## begin The records

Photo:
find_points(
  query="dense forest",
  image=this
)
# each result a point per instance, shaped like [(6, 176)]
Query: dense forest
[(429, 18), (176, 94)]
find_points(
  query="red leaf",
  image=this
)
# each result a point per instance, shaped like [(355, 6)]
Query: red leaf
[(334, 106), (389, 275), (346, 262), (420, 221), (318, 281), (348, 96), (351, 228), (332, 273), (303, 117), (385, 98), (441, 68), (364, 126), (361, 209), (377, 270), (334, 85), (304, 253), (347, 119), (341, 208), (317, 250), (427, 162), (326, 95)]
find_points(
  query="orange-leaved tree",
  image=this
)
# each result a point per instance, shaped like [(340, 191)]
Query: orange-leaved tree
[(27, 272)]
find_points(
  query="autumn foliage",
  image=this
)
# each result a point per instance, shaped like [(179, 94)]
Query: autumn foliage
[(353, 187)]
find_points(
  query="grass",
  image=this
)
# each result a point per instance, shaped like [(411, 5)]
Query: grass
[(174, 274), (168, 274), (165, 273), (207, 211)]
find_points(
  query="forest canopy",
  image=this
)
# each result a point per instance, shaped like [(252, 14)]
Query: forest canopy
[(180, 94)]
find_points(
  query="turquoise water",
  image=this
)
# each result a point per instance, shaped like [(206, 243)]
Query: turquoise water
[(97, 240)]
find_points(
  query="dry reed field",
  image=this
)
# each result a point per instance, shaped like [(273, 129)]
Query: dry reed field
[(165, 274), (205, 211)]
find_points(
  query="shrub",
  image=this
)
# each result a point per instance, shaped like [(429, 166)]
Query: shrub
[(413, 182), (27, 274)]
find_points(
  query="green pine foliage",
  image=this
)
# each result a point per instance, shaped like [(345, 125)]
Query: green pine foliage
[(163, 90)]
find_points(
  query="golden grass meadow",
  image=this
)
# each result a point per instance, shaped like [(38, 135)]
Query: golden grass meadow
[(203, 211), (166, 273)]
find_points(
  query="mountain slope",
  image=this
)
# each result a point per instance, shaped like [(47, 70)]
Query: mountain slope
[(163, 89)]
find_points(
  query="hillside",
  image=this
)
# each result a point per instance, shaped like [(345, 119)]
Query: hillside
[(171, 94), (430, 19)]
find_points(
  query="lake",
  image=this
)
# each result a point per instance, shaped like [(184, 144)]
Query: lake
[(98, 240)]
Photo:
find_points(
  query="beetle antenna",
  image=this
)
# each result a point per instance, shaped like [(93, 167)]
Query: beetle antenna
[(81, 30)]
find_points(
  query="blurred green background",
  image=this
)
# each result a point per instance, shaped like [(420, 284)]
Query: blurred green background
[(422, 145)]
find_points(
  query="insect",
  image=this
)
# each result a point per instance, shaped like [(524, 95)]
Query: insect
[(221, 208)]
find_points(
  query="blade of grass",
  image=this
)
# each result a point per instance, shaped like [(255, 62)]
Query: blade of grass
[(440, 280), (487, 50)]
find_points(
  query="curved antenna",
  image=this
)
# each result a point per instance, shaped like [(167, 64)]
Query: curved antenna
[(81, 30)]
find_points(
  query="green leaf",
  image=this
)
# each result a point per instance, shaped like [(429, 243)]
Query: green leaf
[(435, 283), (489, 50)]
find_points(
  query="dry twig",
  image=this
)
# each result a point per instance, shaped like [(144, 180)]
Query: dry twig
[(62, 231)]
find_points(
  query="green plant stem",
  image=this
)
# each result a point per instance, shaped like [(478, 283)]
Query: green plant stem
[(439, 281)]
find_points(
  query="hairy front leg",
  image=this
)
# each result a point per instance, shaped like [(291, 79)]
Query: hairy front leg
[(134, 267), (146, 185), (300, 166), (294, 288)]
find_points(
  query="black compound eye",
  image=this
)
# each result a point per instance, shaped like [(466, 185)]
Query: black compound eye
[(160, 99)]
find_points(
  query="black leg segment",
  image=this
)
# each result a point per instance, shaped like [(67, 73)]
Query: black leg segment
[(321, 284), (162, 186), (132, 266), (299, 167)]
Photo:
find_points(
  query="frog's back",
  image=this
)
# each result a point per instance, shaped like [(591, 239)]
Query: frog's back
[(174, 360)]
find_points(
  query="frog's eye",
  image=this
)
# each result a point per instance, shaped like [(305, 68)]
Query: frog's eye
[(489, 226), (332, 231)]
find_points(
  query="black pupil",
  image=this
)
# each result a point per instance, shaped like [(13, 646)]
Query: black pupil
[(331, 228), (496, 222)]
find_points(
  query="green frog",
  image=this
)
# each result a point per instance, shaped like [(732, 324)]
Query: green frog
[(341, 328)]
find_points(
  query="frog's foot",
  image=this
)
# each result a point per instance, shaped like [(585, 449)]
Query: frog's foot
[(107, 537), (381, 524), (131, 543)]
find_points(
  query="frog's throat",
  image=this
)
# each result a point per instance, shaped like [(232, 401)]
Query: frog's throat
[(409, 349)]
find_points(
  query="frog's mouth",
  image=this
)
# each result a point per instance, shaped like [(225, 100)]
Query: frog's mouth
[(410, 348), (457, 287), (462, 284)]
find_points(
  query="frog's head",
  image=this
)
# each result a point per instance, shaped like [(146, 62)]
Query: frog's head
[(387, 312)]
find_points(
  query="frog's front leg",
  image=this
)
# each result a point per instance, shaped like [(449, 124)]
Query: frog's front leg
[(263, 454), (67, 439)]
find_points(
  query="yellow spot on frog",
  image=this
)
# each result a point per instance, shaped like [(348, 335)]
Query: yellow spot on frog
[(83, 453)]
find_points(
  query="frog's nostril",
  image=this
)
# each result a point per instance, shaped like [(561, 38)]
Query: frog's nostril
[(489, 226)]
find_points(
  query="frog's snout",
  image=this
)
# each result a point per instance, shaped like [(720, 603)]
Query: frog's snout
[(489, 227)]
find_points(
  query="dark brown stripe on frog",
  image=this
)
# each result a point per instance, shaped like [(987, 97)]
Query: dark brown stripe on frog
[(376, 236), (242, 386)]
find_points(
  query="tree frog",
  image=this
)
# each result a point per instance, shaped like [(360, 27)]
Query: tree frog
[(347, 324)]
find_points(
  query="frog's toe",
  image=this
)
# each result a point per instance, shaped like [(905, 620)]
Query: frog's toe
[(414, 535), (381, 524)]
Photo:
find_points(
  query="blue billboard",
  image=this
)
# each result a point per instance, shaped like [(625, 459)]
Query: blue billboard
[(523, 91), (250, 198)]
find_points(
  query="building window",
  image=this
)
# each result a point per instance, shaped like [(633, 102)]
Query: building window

## end The records

*What needs to be done*: Rewrite everything from the start of the rows down to the line that contains "[(353, 187)]", both ends included, keeping the requests in place. Multiply every point coordinate in the answers by 2.35 and round to whole numbers, with halves rounding up. Leave the numbers in the requests and their format samples unchanged.

*Complete response*:
Photo:
find_points(
  query="dense forest",
  image=this
)
# each result a point per instance, shaped like [(6, 176)]
Query: dense forest
[(1008, 42), (414, 221)]
find_points(
  query="red leaf",
  image=this
)
# each result a point per instance, shaped like [(355, 6)]
Query: red leaf
[(785, 249), (914, 646), (813, 616), (987, 519), (747, 660), (818, 226), (825, 536), (780, 642), (712, 275), (905, 230), (1036, 160), (855, 296), (848, 491), (886, 635), (785, 200), (714, 595), (815, 280), (801, 489), (745, 588), (1003, 381), (766, 223)]
find_points(
  query="orange-leaved tree",
  image=this
)
# each result a point per instance, shaped like [(340, 191)]
Query: orange-leaved tree
[(63, 639)]
find_points(
  query="autumn foliage",
  image=this
)
# each result a point per instance, shaped like [(179, 94)]
Query: autumn foliage
[(830, 439)]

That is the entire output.